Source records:
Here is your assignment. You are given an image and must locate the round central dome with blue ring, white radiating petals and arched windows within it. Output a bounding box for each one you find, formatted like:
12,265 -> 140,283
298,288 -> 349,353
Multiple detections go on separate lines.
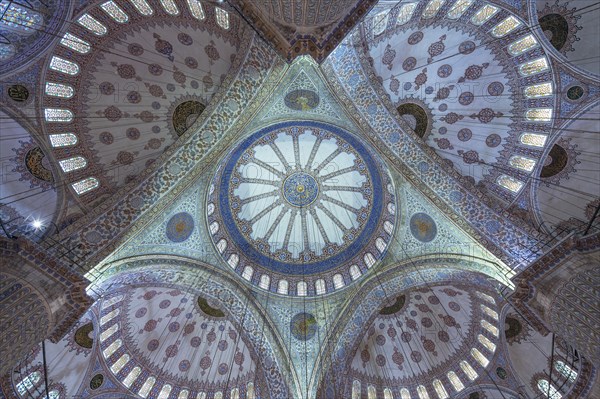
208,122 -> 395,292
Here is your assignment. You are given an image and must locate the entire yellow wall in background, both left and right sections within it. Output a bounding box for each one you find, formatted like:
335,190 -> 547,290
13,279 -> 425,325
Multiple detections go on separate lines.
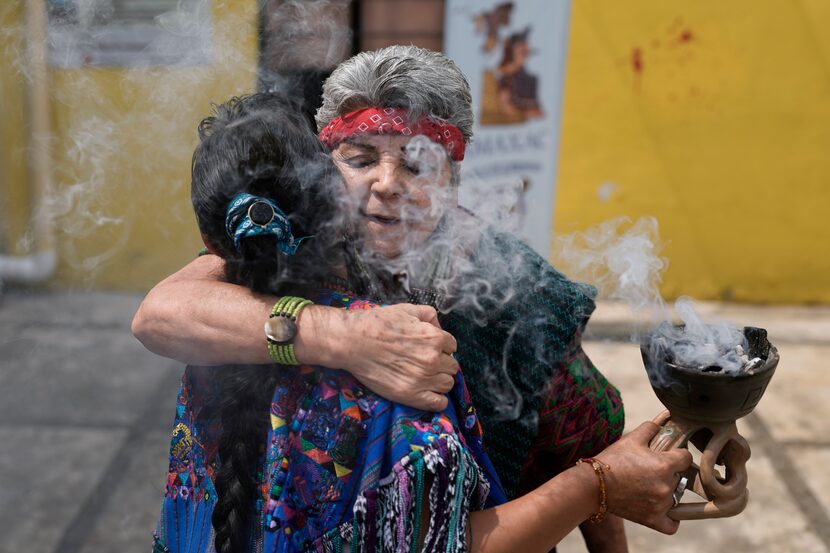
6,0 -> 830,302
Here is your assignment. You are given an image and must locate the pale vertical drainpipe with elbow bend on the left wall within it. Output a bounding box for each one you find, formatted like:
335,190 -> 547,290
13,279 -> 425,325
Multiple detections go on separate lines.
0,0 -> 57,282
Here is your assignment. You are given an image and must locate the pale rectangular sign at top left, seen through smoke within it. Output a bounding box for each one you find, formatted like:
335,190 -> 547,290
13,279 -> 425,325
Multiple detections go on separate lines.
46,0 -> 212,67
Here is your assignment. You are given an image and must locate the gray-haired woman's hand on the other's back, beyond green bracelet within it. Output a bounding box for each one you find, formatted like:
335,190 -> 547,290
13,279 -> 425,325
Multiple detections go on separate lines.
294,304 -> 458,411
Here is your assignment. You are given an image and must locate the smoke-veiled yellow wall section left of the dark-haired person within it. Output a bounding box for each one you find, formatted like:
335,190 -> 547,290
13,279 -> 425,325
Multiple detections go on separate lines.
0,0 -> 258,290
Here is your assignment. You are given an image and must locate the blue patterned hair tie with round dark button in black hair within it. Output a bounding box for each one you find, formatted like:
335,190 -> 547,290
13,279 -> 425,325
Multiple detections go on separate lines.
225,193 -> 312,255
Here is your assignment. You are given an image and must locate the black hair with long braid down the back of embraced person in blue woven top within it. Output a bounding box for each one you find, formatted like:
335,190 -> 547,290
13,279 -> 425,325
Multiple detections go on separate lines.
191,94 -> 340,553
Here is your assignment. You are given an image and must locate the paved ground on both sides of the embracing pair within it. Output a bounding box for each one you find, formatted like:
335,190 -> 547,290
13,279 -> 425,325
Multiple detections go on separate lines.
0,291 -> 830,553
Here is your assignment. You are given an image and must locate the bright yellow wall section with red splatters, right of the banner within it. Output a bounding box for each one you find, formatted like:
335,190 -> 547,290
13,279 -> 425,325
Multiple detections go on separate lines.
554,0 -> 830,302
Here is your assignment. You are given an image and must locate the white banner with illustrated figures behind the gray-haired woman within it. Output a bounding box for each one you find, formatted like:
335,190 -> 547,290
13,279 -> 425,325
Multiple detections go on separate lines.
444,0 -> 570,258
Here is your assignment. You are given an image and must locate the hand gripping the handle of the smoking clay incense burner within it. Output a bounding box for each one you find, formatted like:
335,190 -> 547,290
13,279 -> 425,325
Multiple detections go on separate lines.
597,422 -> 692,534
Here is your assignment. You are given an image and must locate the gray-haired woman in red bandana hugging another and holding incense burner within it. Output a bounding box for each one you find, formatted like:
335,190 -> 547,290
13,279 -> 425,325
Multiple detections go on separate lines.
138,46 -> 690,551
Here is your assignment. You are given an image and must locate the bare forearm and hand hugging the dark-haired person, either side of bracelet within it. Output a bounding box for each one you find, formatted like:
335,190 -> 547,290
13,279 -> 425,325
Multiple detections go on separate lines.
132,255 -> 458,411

> _Problem requirements_
Reproduce the whole of the data, word for word, and omit its pictures.

> _Output for this task_
Here is your assignment. You are given an image and must locate the round central dome with blue ring, white radiating petals and arched windows within it. Output a bounding box for each one you find, formatted like:
12,265 -> 140,283
298,288 -> 349,353
Multiple detections go on separate lines.
208,122 -> 395,292
Here is your assignment. You are given an image and must locate the entire yellow wall in background, both left and right sections within it. Output a bounding box for each one you find, formatted like:
335,190 -> 547,290
13,279 -> 425,325
Multiple detections go on separate lines.
6,0 -> 830,302
Here is your assignment. You are given an image and must locate the pale vertical drainpipe with elbow bend on the left wall within it. Output a bounding box for each one you find, formatted like:
335,190 -> 547,290
13,279 -> 425,325
Multiple detections go on separate lines.
0,0 -> 57,282
Here is your assignment. You are given an image and must locate the pale rectangular sign at top left, seen through smoke within it. Output a bounding box for each one you find, formatted like:
335,190 -> 547,290
13,279 -> 425,325
Multiple detections go on separate lines.
46,0 -> 212,67
Here is your assignment. You are given an image and must locate the gray-haired woman's hand on the other's back, beyond green bracelet within it. Output a bounding box for each one you find, formatted like:
335,190 -> 547,290
13,279 -> 425,325
Multiple detections go on separate lines.
294,304 -> 458,411
Here is your assignment. You are given an image and must locate the smoke-veiled yellow wall section left of the dark-haired person within it. Output a bounding box for each one you find, formatted like:
335,190 -> 547,290
13,279 -> 425,325
Multiple detections go on separate lines.
0,0 -> 258,290
Here is your assignment. You are given an image and must locate the blue patterned hair tie with round dark button in black hair within it. Output a bounding box for each one you find, formatted like:
335,190 -> 547,290
13,279 -> 425,325
Multiple detections go on separate lines.
225,193 -> 312,255
Here is your assignment. You are given an image and must locate the black hair with long braid down the back of embraced person in blue woven top within it. Output a bounding box for each one you find, formatted like:
335,190 -> 547,290
13,279 -> 425,325
Multiple detections go on separate lines.
191,94 -> 340,553
Here is your assignment. You are given an image and must locate the paved ground on both sides of the embracing pair within it. Output a bounding box for each one you find, formatted like:
335,190 -> 547,290
13,279 -> 425,325
Multiple detections go on separate lines.
0,291 -> 830,553
Here is your assignment. You are given an image and must locate the bright yellow wall section with red splatters, right of the banner within it. Output a bounding box for each one you find, formatted like:
335,190 -> 547,290
13,279 -> 425,325
Multiple detections go on separate lines.
554,0 -> 830,302
Here is your assignment. You are given an image and must locate the white banner with illustrated figures behind the gray-haired woman within it. Output a bounding box for each one you find, formatted like:
335,190 -> 547,290
13,279 -> 425,325
Multiple detections go on separate lines.
444,0 -> 570,258
Here is your assignment. You are given an image and must locate the hand gripping the handle of the smoking clay incense burner within it. Output a bounding box for each one you find, formatted like:
335,190 -> 547,290
13,279 -> 425,325
Multiple detections go on separate lines.
597,422 -> 692,534
Here is your assignment. You are given an image and must locate the gray-haired woman in red bandana hugging another and holding incense burner within it. Output a bounding box for each one you find, formatted like:
335,190 -> 547,290
13,279 -> 425,325
Multiple detections go on separate lines.
138,46 -> 690,551
Here is your assignment. You are given an image and must locate the bare forearm and hand hugging the dark-haired person, either side of bracelet within it. Output a bounding box for each one you find, formatted like:
335,190 -> 547,290
13,279 -> 425,325
Multiple detections go on separate lines.
132,255 -> 458,411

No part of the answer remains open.